─── Records for processing

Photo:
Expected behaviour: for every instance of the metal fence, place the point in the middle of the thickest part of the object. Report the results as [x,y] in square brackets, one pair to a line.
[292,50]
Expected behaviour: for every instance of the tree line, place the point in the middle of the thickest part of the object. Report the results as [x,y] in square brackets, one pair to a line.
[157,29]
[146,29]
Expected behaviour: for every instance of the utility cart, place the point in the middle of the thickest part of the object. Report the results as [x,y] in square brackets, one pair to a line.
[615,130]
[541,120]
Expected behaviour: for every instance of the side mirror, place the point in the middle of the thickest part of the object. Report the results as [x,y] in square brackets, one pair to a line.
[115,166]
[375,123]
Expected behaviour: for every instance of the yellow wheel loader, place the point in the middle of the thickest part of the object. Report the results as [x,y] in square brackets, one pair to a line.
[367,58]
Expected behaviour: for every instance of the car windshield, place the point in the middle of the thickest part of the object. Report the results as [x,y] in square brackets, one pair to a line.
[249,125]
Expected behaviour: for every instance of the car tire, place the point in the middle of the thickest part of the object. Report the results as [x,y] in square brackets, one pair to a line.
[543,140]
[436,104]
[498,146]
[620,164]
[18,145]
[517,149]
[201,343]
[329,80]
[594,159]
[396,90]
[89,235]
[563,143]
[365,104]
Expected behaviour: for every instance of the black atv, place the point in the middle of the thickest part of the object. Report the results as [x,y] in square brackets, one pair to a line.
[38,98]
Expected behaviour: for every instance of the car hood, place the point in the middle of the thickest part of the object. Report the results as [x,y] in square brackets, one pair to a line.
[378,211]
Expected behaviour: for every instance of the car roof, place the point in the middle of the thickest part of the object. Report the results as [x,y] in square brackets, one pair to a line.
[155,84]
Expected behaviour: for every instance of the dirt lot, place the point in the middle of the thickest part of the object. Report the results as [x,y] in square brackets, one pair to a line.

──────

● **Exercise aim**:
Your reply should be a verbatim retyping of the lines from the one that holds "Expected behaviour: for every instance of the black" through the last line of the entries.

● **Result of the exercise**:
Expected behaviour: for every instance of the black atv, place the point in the middle of the thickest part of the object. Report the results as [x,y] in square brackets, one pair to a line.
[38,98]
Expected behaviour: for every instance of the car hood, place the point in the middle of the thickest part of the object. Report the results as [x,y] in square brackets, one pair to a line.
[378,211]
Expected behaviour: for every instance of the car roof, place the point in the middle of the thickest part of the object. Report the results as [x,y] in square brackets, one pair to a line.
[155,84]
Expected behaviour: for every instance of the dirt lot, place the point in the middle of the thickest part of the object. Report the results as [x,y] in square brackets, one pair to a line.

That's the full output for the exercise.